● **Supplied text**
_____
This apparent generosity on the part of the Estate Governors may not have been so remarkable as at first appears. Keen to avoid the overcrowding of houses which was becoming a feature of neighbouring parts of south London, a ‘green lung’ for the local inhabitants fitted well with their plans for more leisurely and refined development of the area. Whatever their motives, the resulting ‘Dulwich Park’, the 1884 design for which by Charles Barry junior (Architect to the Governors) is reproduced here, is happily still with us today.
The land on which the Park was constructed over the few years after 1886 had been divided by a watercourse, probably originating in the Sydenham hills, and running from the south-east corner of the Park to Herne Hill and beyond, crossing College Road just south of the Old College – the Dulwich Picture Gallery has been built over part of it. The only evidence of it now visible above ground is the ornamental boating lake which incorporates it in the centre of the Park, and the short stretch of water immediately west of the lake. (The one to the east, shown on Barry’s plan, was in the event filled in.) To the south of that watercourse were fields which in medieval times were called Dickriddings and Annesfields, and to the north of it was the remnant of Court Farm, comprising fields formerly called Hunger Hill, the Long Field (or The Seven Acres), Haythorne Field, and Haythorne Shott, all (with, for a time, Dickriddings) part of what had formerly been Dulwich Court Farm, straddling the present Court Lane. Linking Court Farm to College Road was a narrow two-acre field called Waterings. As that was to form the entrance to the Park, it is appropriate to start with it.
WATERINGS
Dulwich Park’s main concourse from the Old College Gate entrance, almost as far as where the ‘carriage way’ divides, was constructed through the middle of a 2-acre field formerly called Waterings. (Confusingly, there was another parcel called Waterings in the 15th century, part of Perifield in north Dulwich.) In medieval times this lay between a 4-acre field called Cockmans to the north, and a 3-acre copyhold called Goryland to the south.
Waterings (not the Perifield Waterings) is first definitely mentioned in the Court Rolls for December 1608, when [Henry or Katherine] Collyns was order to scour his (or her) ditch between Hathorne field and John Casinghurst’s land as far as the close called Wateringes, and Edmund Curson (then the copyholder of Goryland) to scour his ditch from Wateringes to the highway. Not until after Alleyn’s death do we hear of a tenant of Waterings – John Scrivener, from 1626/27, paying £1 a year. From 1629, without official comment, it was added to his lease of two houses and four acres (part of Cockmans) at £7 a year. Scrivener was succeeded by Richard Wells in 1641 and he by Grevil Lewis in 1679, although in the meantime one of the houses was operated, by Sarah Bodger or Badger, as an inn called ‘The Little Feathers’. She sold her interest, whatever it was, to Thomas Hill in 1679, and he immediately sold on to Grevil Lewis, who became tenant in his own right. By now ‘The Little Feathers’ was just ‘The Feathers’, and Lewis renamed it ‘The Bell’. The four acres adjoining to the north became known as ‘Bell Meadows’ or occasionally ‘Bell Field’.
_____
● **Dataset extract**
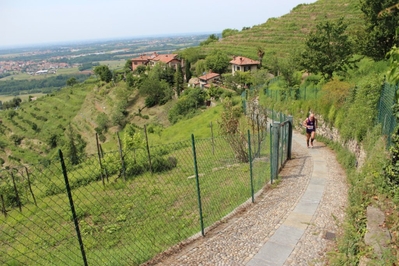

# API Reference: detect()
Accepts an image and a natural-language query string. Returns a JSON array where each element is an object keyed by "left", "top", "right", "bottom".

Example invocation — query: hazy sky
[{"left": 0, "top": 0, "right": 316, "bottom": 46}]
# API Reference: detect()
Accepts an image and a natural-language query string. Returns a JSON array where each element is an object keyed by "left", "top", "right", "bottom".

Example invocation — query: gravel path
[{"left": 147, "top": 133, "right": 347, "bottom": 266}]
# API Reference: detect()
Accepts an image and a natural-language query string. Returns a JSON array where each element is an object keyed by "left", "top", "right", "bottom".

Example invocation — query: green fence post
[
  {"left": 248, "top": 129, "right": 255, "bottom": 203},
  {"left": 58, "top": 150, "right": 87, "bottom": 266},
  {"left": 271, "top": 122, "right": 280, "bottom": 179},
  {"left": 287, "top": 115, "right": 294, "bottom": 160},
  {"left": 269, "top": 124, "right": 274, "bottom": 184},
  {"left": 191, "top": 134, "right": 205, "bottom": 236}
]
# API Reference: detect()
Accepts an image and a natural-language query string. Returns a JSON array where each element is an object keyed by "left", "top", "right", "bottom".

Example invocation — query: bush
[
  {"left": 145, "top": 96, "right": 157, "bottom": 108},
  {"left": 126, "top": 163, "right": 145, "bottom": 176},
  {"left": 151, "top": 156, "right": 177, "bottom": 173}
]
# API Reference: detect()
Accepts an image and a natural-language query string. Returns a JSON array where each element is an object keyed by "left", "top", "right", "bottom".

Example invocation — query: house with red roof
[
  {"left": 131, "top": 52, "right": 182, "bottom": 71},
  {"left": 198, "top": 72, "right": 220, "bottom": 88},
  {"left": 230, "top": 56, "right": 260, "bottom": 75}
]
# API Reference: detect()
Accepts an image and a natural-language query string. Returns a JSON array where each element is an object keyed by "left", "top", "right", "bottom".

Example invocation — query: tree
[
  {"left": 126, "top": 72, "right": 135, "bottom": 88},
  {"left": 184, "top": 60, "right": 192, "bottom": 82},
  {"left": 174, "top": 64, "right": 184, "bottom": 96},
  {"left": 258, "top": 46, "right": 265, "bottom": 68},
  {"left": 139, "top": 64, "right": 174, "bottom": 107},
  {"left": 200, "top": 34, "right": 219, "bottom": 46},
  {"left": 195, "top": 59, "right": 207, "bottom": 77},
  {"left": 67, "top": 77, "right": 78, "bottom": 87},
  {"left": 94, "top": 65, "right": 112, "bottom": 83},
  {"left": 135, "top": 65, "right": 147, "bottom": 75},
  {"left": 123, "top": 59, "right": 132, "bottom": 74},
  {"left": 179, "top": 47, "right": 205, "bottom": 64},
  {"left": 360, "top": 0, "right": 399, "bottom": 60},
  {"left": 222, "top": 29, "right": 239, "bottom": 38},
  {"left": 219, "top": 98, "right": 248, "bottom": 163},
  {"left": 300, "top": 18, "right": 355, "bottom": 80},
  {"left": 65, "top": 124, "right": 86, "bottom": 165},
  {"left": 205, "top": 50, "right": 230, "bottom": 74}
]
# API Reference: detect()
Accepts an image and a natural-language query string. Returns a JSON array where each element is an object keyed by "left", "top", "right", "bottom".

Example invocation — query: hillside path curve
[{"left": 147, "top": 132, "right": 348, "bottom": 266}]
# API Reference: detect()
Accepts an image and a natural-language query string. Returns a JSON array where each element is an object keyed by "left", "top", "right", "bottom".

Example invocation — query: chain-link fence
[
  {"left": 377, "top": 83, "right": 397, "bottom": 147},
  {"left": 0, "top": 117, "right": 294, "bottom": 265},
  {"left": 264, "top": 88, "right": 320, "bottom": 101}
]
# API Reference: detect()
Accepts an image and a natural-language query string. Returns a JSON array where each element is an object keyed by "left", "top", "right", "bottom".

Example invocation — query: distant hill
[
  {"left": 0, "top": 0, "right": 362, "bottom": 166},
  {"left": 206, "top": 0, "right": 363, "bottom": 59}
]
_____
● **Stated exercise 1**
In the Dulwich Park history, who made the 1884 design for the park?
● **Stated exercise 2**
Summarize the Dulwich Park history in two sentences.
● **Stated exercise 3**
Carry the Dulwich Park history forward from its final sentence, in the same manner.

● **Exercise result 1**
Charles Barry junior, Architect to the Governors.

● **Exercise result 2**
The Estate Governors' creation of Dulwich Park, built after 1886 to Charles Barry junior's 1884 design, suited their wish to avoid overcrowding, and the park's land was divided by a watercourse that now survives mainly as the ornamental boating lake. The main concourse runs through a former two-acre field called Waterings, which first appears definitely in the Court Rolls in 1608 and was later leased to tenants including John Scrivener, Richard Wells and Grevil Lewis, who renamed the inn on the property "The Bell."

● **Exercise result 3**
John Taylor took over in 1697, and remained listed in the College Rent Books as tenant until March 1718, when the premises, including Waterings, are described as “vacant”. By then the College was embroiled in legal proceedings with Taylor’s Estate, not finally settled until 1720 when the Lord Chancellor gave judgment in the College’s favour. Nevertheless, in September 1719 the holding was split into three, with part let to Richard Cooper at £24 p.a., part to Francis Friend at £15 p.a., and the remainder to Samuel Swaine at £9 p.a., a very substantial increase on Taylor’s former rent of £13 (and two capons) a year. Unfortunately it is impossible to tell which part included Waterings. All three holdings had a public house of some description on the site. Cooper’s had no name other than ‘The Tavern’, but his lease included a covenant not to sell any liquor except wine, so Dulwich may possibly lay claim to the nation’s earliest wine bar. It may have been the house built on Waterings – again, unfortunately we do not know. Friend had ‘The Bell’ (and Bell Meadows behind), and from 1741 took over Cooper’s former premises as well. Swaine had ‘The Mount’, which when Guy Cornish took it over in 1721 was predictably renamed ‘The Cornish Mount’. In 1740 Mr Cornish’s widow gave way to Robert Gay, who renamed his house ‘The Bricklayer’s Arms’. Not that one should cast aspersions, but all three establishments were easily within staggering distance of the College, with most of its adult occupants being potential customers. (Any underage drinkers among the twelve Poor Scholars, if they were wise, would have sought an establishment further afield.) ‘The Bell’ lay immediately opposite the north end of the Almshouses, and ‘The Bricklayer’s Arms’, by 1772 renamed ‘The French Horn’, was a little to the north of it, approximately where the entrance to Woodyard Lane now is.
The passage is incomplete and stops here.